start

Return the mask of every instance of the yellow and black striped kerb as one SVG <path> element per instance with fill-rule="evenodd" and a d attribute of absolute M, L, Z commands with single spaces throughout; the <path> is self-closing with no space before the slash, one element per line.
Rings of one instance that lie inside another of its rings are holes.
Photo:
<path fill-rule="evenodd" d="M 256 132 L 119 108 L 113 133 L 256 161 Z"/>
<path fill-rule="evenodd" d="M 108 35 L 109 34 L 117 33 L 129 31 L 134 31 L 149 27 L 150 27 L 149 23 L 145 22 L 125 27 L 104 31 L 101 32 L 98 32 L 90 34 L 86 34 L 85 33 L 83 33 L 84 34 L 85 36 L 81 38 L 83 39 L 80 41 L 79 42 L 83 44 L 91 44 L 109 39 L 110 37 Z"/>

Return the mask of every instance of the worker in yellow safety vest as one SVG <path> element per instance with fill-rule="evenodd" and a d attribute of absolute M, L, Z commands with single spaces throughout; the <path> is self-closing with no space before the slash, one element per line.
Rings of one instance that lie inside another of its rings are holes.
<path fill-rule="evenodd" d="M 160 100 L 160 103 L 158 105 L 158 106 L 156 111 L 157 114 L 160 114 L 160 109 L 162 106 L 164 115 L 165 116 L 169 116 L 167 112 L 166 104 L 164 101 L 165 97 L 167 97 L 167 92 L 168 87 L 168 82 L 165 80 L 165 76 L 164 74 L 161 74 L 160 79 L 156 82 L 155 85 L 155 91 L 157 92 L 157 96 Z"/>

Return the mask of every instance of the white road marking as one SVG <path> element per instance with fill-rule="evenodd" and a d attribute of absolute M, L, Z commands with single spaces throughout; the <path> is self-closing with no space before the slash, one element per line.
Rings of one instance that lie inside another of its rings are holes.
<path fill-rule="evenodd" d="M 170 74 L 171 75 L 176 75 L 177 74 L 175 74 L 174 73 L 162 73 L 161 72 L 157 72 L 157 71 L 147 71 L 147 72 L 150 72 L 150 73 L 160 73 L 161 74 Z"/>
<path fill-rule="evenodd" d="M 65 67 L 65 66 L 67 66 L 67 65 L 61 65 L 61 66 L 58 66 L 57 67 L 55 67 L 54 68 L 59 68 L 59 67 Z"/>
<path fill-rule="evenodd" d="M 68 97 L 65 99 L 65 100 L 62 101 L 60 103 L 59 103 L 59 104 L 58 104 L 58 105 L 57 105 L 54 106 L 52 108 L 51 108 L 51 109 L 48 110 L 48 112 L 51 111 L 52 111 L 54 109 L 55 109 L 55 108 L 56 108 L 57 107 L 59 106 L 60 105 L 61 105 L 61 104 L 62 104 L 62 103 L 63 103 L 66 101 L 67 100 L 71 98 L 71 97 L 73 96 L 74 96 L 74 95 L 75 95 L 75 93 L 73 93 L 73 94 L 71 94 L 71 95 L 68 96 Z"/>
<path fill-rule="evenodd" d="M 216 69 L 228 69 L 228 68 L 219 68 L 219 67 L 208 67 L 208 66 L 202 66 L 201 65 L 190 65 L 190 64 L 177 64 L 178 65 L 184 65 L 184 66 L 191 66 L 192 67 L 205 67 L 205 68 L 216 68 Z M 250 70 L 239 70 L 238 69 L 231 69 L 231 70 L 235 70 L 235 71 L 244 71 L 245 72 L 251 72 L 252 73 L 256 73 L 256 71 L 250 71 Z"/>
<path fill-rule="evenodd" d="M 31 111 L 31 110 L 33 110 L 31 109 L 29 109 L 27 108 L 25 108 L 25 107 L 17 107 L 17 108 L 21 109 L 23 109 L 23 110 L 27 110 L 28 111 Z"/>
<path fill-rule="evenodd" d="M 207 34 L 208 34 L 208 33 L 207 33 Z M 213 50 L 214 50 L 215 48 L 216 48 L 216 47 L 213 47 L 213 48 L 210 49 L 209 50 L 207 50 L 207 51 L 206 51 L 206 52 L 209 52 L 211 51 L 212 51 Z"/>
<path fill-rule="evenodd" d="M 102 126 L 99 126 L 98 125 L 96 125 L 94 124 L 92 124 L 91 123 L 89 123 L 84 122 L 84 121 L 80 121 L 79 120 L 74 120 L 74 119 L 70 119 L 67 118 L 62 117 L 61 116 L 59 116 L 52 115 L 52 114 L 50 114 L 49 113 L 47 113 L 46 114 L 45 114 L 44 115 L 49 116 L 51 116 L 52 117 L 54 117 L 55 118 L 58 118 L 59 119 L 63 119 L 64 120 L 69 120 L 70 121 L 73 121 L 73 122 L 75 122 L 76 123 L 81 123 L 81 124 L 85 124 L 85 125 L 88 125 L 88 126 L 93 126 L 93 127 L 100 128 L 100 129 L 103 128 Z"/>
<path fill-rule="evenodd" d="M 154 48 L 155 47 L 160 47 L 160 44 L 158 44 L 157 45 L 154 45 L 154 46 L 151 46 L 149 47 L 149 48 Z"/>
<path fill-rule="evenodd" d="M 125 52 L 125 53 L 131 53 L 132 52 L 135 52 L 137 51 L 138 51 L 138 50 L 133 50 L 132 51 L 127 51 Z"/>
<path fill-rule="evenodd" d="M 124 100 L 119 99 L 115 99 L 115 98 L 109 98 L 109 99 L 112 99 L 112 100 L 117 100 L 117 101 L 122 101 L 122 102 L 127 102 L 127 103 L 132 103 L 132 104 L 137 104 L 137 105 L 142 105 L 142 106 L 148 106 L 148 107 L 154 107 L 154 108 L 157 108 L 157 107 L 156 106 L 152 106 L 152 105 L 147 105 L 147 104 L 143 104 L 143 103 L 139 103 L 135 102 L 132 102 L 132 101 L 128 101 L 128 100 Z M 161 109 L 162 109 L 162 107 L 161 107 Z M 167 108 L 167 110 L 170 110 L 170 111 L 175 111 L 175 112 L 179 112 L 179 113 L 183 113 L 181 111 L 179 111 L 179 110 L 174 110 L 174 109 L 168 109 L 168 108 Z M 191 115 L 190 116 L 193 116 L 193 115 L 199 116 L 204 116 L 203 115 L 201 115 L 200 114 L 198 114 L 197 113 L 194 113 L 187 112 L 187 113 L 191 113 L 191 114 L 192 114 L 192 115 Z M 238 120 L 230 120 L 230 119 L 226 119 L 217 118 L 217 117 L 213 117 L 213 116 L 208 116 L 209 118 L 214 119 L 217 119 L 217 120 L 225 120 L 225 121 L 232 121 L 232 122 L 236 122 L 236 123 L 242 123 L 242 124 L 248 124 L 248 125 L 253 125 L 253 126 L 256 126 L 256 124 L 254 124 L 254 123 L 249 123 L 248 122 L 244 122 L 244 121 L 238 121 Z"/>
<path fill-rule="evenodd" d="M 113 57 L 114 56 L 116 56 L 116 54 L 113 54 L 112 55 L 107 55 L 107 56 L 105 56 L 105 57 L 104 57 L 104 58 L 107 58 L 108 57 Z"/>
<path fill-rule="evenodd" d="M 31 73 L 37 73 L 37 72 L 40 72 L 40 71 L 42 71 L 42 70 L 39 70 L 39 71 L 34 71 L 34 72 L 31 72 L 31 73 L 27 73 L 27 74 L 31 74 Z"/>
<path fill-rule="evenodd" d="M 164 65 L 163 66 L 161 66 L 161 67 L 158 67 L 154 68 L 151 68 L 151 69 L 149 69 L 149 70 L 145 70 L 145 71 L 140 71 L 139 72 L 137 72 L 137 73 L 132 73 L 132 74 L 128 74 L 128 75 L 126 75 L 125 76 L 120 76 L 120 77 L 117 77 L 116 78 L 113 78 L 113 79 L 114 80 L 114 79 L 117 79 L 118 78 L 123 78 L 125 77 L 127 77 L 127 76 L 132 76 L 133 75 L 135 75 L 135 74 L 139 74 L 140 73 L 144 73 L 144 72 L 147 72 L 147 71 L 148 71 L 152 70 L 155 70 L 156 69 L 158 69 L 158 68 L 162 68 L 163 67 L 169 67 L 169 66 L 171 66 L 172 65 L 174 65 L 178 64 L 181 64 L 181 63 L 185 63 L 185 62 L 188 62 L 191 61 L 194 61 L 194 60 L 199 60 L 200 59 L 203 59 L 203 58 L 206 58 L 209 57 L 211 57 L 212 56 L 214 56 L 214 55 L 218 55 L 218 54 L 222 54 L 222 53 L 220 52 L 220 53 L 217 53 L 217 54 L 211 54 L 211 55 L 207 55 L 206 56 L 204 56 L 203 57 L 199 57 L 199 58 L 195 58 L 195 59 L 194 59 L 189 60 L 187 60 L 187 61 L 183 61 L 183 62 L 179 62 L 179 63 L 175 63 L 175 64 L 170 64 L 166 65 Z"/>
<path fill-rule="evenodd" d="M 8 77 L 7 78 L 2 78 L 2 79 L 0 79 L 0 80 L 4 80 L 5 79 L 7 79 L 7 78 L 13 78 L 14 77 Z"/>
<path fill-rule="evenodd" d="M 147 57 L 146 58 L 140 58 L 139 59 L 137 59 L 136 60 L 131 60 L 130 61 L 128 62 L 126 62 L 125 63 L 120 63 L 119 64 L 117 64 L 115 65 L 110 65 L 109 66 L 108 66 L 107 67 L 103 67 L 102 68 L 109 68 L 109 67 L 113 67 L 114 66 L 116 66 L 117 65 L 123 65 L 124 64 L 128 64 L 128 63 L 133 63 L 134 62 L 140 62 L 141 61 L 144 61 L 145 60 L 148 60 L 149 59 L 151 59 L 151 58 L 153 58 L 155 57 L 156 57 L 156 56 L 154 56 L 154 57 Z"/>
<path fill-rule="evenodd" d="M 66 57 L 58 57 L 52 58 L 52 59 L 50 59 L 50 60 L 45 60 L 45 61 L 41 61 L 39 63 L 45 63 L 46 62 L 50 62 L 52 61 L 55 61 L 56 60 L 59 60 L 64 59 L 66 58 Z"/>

end

* **Work required**: Copy the data word for word, from its first line through the line that contains "256 132 L 119", including both ends.

* **Result**:
Return the mask of every instance of the yellow and black striped kerb as one SVG <path> element per instance with fill-rule="evenodd" and a d attribute of absolute M, L, Z commands with single spaces throughout; the <path> is self-closing with no space before the slash, one element per line.
Rings of one instance that lie inside another of its rings are holes.
Photo:
<path fill-rule="evenodd" d="M 256 132 L 119 108 L 113 133 L 256 161 Z"/>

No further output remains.